Description of the task. Below is a block of entries; repeat exactly the lines starting at the line that contains "Target: parked golf cart row" and ending at the line that contains "Target: golf cart wheel", both included.

--- The data Enclosed Below ---

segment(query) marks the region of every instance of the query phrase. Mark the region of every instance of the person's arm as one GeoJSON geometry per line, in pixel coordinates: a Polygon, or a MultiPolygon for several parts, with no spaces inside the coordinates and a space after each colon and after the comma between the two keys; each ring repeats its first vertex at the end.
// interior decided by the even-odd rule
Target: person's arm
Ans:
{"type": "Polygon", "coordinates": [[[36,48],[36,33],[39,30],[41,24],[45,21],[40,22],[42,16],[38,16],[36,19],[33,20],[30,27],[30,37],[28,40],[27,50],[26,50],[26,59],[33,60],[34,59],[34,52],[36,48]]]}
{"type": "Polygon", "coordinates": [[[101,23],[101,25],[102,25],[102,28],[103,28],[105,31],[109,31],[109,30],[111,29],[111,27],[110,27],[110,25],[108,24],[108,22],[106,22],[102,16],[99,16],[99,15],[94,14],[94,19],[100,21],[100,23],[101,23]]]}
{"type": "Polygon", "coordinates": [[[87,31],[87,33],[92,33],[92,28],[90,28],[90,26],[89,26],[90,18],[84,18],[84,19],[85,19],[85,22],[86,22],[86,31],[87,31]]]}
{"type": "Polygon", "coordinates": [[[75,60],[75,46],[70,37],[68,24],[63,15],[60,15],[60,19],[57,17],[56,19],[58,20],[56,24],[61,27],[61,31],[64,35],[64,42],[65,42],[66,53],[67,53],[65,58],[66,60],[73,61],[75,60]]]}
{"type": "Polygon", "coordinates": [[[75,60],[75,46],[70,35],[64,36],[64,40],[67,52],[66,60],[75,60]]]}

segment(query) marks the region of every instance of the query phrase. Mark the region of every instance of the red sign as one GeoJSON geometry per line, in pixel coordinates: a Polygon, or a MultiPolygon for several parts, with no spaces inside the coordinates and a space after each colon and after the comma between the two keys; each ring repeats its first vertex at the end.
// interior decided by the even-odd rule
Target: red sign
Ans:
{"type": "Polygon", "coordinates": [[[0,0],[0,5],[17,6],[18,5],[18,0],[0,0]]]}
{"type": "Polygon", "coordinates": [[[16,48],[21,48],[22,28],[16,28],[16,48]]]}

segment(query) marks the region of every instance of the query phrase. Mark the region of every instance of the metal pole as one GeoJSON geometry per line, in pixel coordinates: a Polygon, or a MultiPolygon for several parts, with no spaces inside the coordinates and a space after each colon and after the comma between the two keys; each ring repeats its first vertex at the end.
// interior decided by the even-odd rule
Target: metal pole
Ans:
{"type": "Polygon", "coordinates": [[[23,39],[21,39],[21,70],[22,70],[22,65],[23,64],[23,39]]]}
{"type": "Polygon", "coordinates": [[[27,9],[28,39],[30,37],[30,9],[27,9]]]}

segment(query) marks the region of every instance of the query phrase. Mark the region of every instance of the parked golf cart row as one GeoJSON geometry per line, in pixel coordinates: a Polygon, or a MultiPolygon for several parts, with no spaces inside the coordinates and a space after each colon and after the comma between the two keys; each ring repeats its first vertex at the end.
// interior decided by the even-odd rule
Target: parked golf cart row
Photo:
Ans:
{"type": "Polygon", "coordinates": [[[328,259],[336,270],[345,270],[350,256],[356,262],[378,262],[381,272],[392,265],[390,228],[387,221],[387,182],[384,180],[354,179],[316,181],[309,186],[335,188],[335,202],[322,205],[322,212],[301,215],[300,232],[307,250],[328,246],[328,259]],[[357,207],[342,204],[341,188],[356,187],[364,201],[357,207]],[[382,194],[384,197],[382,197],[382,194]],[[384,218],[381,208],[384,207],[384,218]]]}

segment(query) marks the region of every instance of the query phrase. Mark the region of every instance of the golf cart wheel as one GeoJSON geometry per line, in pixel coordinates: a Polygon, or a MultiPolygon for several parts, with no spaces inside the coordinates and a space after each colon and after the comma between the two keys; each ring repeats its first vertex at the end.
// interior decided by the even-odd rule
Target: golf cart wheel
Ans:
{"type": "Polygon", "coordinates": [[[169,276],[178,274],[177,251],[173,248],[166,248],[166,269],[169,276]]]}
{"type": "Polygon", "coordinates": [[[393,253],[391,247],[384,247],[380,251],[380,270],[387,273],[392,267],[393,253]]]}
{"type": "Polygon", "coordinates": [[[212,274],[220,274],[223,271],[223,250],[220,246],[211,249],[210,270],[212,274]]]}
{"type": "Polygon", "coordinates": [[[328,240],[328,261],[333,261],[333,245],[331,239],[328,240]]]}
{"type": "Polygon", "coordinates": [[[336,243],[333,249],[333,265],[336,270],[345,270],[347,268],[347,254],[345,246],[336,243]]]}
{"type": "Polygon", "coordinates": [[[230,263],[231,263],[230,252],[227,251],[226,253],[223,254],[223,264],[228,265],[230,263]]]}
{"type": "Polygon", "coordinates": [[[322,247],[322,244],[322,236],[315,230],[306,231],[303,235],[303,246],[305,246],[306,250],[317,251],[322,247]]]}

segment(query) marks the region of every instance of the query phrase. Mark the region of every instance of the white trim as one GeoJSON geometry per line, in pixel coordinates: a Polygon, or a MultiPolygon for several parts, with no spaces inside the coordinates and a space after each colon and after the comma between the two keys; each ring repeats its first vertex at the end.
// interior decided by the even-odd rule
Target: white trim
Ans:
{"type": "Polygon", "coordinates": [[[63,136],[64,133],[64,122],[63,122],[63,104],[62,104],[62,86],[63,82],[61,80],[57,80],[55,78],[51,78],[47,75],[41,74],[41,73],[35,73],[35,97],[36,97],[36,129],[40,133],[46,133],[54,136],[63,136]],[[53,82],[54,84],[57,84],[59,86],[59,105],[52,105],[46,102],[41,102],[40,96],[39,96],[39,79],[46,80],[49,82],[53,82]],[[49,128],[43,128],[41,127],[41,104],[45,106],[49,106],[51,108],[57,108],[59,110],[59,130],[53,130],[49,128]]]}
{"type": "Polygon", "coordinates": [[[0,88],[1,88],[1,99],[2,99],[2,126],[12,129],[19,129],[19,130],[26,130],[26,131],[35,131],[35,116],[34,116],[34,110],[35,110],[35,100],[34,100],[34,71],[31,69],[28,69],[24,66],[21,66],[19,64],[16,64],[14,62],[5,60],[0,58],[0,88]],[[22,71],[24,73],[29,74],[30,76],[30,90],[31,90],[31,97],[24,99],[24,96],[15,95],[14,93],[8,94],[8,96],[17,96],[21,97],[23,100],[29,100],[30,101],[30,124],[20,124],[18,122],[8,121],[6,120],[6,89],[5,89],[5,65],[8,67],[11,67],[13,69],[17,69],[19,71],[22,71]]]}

--- End of Enclosed The data ---

Task response.
Target: parked golf cart row
Photo:
Ans:
{"type": "Polygon", "coordinates": [[[328,259],[336,270],[345,270],[350,256],[356,262],[378,262],[381,272],[392,265],[390,228],[387,221],[387,182],[384,180],[354,179],[316,181],[309,186],[335,188],[335,202],[322,205],[322,212],[301,215],[300,232],[307,250],[328,246],[328,259]],[[357,207],[342,204],[341,188],[356,187],[364,201],[357,207]],[[382,194],[384,197],[382,197],[382,194]],[[384,218],[381,208],[384,207],[384,218]]]}

segment(query) marks the region of every instance of the query phrase. Mark the region of every instance of the golf cart wheel as one GeoJSON geometry per line, in pixel coordinates: a Polygon, or a MultiPolygon for several parts, with no spaces inside the coordinates and a space after each colon and after the comma between the two keys; each ring repeats its first vertex at the end.
// interior decided by the even-odd rule
Target: golf cart wheel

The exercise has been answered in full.